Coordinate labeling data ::

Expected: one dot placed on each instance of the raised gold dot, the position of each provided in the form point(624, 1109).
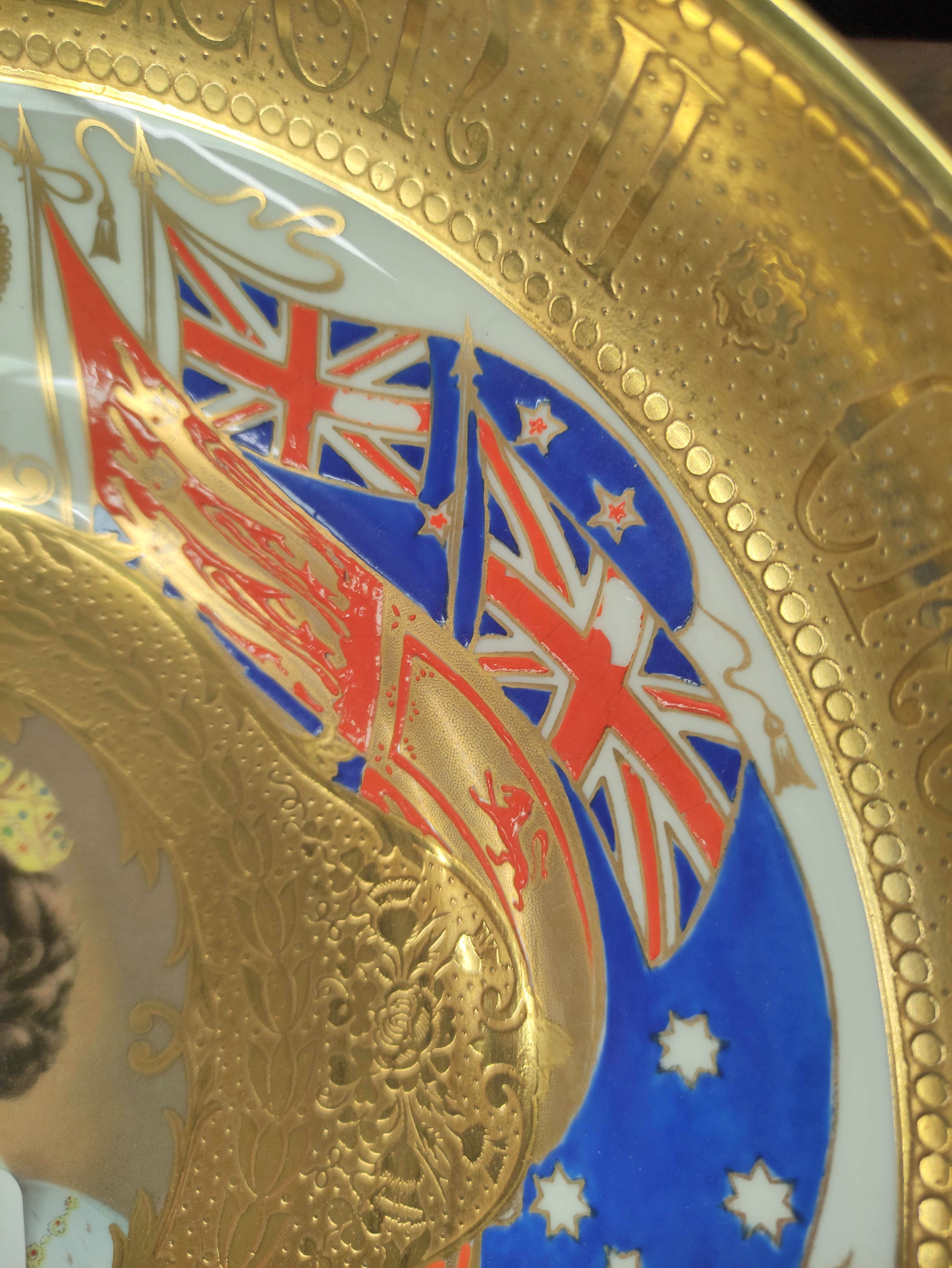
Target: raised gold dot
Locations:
point(760, 547)
point(329, 146)
point(679, 435)
point(40, 50)
point(721, 489)
point(243, 107)
point(794, 608)
point(888, 850)
point(272, 120)
point(158, 79)
point(866, 779)
point(932, 1255)
point(726, 40)
point(633, 382)
point(487, 247)
point(826, 674)
point(300, 132)
point(215, 98)
point(437, 208)
point(935, 1216)
point(878, 813)
point(788, 94)
point(840, 706)
point(897, 887)
point(906, 926)
point(933, 1171)
point(462, 228)
point(739, 518)
point(854, 742)
point(186, 87)
point(355, 160)
point(610, 358)
point(561, 310)
point(99, 61)
point(809, 641)
point(932, 1091)
point(11, 45)
point(699, 461)
point(513, 267)
point(914, 969)
point(585, 333)
point(932, 1131)
point(127, 70)
point(656, 407)
point(927, 1049)
point(69, 55)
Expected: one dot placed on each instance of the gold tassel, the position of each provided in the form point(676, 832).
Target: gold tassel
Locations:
point(104, 240)
point(788, 771)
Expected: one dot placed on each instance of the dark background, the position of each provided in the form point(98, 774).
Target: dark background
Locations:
point(908, 44)
point(900, 19)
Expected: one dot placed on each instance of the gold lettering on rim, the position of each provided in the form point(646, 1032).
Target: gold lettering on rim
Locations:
point(696, 98)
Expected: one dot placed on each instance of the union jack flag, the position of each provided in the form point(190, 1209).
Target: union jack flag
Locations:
point(509, 513)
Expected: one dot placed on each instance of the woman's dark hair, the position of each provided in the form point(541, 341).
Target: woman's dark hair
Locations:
point(37, 970)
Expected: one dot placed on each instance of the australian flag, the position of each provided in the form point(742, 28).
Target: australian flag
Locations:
point(501, 506)
point(508, 511)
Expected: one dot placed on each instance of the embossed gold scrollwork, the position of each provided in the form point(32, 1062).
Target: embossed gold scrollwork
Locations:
point(492, 60)
point(358, 1035)
point(143, 1058)
point(241, 32)
point(290, 41)
point(869, 600)
point(26, 480)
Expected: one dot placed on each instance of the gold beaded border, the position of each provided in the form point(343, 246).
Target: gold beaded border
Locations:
point(923, 1049)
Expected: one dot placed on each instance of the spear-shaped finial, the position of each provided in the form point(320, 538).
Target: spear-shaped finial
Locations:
point(29, 154)
point(145, 169)
point(145, 173)
point(464, 371)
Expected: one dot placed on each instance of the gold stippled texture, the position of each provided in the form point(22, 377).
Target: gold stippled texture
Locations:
point(696, 211)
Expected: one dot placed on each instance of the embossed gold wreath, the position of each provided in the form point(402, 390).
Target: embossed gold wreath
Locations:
point(358, 1034)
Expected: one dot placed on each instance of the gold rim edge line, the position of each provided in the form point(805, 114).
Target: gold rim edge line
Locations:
point(930, 164)
point(846, 77)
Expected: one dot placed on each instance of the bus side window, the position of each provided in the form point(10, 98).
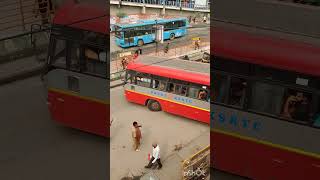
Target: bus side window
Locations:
point(75, 57)
point(177, 89)
point(95, 61)
point(155, 84)
point(143, 81)
point(316, 116)
point(162, 86)
point(59, 54)
point(184, 91)
point(203, 95)
point(266, 98)
point(237, 91)
point(170, 87)
point(193, 92)
point(297, 105)
point(219, 84)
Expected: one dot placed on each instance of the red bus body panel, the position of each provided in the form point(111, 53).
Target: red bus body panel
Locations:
point(171, 107)
point(249, 158)
point(89, 116)
point(199, 78)
point(266, 50)
point(260, 161)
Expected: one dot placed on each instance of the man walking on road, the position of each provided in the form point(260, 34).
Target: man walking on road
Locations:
point(166, 48)
point(136, 136)
point(155, 157)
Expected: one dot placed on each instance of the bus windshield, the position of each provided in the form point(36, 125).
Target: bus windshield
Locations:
point(144, 31)
point(118, 32)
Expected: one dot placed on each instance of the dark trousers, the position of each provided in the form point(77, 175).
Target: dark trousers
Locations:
point(157, 161)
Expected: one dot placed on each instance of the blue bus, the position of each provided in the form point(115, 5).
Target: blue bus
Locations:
point(143, 31)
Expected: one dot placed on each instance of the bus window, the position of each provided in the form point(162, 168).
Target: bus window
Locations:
point(143, 81)
point(316, 117)
point(162, 86)
point(184, 91)
point(155, 84)
point(95, 61)
point(237, 91)
point(75, 57)
point(177, 89)
point(170, 87)
point(202, 95)
point(193, 92)
point(59, 54)
point(219, 88)
point(297, 105)
point(266, 98)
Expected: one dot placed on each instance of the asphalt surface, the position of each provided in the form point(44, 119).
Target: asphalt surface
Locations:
point(34, 147)
point(166, 129)
point(202, 32)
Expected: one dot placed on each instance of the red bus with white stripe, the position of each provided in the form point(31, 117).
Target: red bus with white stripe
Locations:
point(77, 68)
point(171, 85)
point(265, 119)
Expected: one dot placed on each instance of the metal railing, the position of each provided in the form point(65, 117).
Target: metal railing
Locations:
point(176, 3)
point(17, 16)
point(307, 2)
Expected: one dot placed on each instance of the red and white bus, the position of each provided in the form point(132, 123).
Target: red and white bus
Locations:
point(172, 85)
point(265, 105)
point(76, 79)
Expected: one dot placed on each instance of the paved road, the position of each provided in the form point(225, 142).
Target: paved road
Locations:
point(168, 130)
point(202, 32)
point(34, 147)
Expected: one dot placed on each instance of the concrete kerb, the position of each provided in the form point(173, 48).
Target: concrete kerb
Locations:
point(21, 75)
point(189, 149)
point(20, 47)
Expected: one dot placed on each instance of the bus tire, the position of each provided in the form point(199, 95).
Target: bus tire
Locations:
point(154, 105)
point(172, 36)
point(140, 42)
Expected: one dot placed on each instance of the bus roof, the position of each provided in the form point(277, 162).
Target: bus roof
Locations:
point(146, 22)
point(252, 47)
point(84, 16)
point(189, 71)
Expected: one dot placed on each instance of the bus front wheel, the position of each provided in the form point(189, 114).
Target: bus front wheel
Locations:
point(172, 36)
point(140, 43)
point(154, 105)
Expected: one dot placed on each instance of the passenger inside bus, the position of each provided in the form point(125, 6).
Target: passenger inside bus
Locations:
point(170, 87)
point(297, 107)
point(202, 95)
point(162, 86)
point(237, 91)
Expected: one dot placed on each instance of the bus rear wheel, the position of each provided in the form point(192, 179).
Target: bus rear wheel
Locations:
point(140, 43)
point(172, 36)
point(154, 105)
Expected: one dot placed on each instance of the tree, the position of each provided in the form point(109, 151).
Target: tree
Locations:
point(121, 15)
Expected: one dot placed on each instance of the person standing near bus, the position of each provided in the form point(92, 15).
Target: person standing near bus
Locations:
point(166, 48)
point(155, 157)
point(136, 136)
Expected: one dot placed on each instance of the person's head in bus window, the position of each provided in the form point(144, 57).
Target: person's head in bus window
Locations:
point(162, 86)
point(202, 95)
point(171, 87)
point(301, 108)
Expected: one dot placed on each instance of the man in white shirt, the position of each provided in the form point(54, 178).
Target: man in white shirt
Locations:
point(155, 157)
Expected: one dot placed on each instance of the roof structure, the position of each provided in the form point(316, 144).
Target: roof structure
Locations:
point(86, 16)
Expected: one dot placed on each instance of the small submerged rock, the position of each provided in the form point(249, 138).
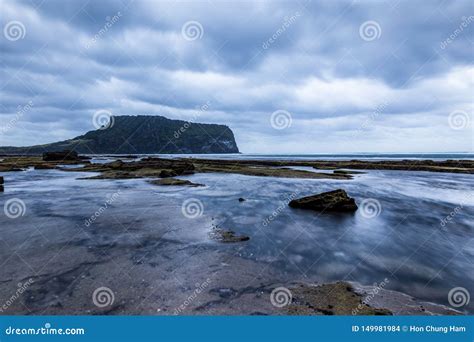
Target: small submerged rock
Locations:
point(330, 299)
point(174, 181)
point(332, 201)
point(347, 172)
point(223, 235)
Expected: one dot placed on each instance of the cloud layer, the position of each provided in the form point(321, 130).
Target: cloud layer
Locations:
point(349, 76)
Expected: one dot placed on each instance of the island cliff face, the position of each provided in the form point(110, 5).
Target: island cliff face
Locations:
point(143, 134)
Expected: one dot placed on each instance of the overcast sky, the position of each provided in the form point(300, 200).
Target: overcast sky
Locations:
point(286, 77)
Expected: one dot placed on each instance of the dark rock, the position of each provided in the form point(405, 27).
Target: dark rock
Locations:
point(168, 173)
point(332, 201)
point(174, 181)
point(330, 299)
point(60, 156)
point(227, 236)
point(44, 166)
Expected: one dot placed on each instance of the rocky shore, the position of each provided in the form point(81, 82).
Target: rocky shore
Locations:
point(66, 286)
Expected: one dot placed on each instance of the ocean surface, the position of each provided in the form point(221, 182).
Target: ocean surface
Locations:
point(144, 247)
point(359, 156)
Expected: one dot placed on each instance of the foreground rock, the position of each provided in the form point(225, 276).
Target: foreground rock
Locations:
point(332, 201)
point(174, 181)
point(330, 299)
point(227, 236)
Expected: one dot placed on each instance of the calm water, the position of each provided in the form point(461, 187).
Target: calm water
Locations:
point(404, 241)
point(360, 156)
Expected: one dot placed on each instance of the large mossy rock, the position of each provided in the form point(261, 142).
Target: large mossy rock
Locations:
point(332, 201)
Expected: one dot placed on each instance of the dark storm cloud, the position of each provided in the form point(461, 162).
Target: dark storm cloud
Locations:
point(308, 58)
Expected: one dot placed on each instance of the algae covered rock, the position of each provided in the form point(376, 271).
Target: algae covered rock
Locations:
point(332, 201)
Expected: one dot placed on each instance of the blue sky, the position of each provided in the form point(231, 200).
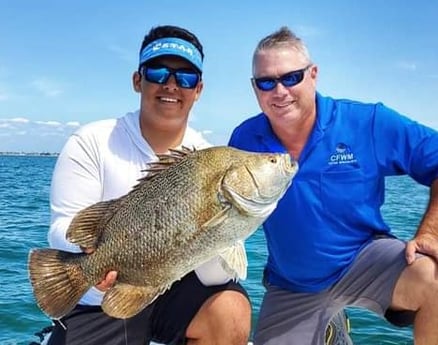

Set exercise :: Rewrite the records between the lines holding "Expected: one dot placed on each instance of the australian" and "point(508, 511)", inclusive, with "Points" in place of "Locations". Leave everything else unchanged.

Task output ::
Expected: one dot placed on each instance of the australian flag, the position of each provided in the form point(742, 28).
Target: australian flag
Points:
point(501, 506)
point(508, 511)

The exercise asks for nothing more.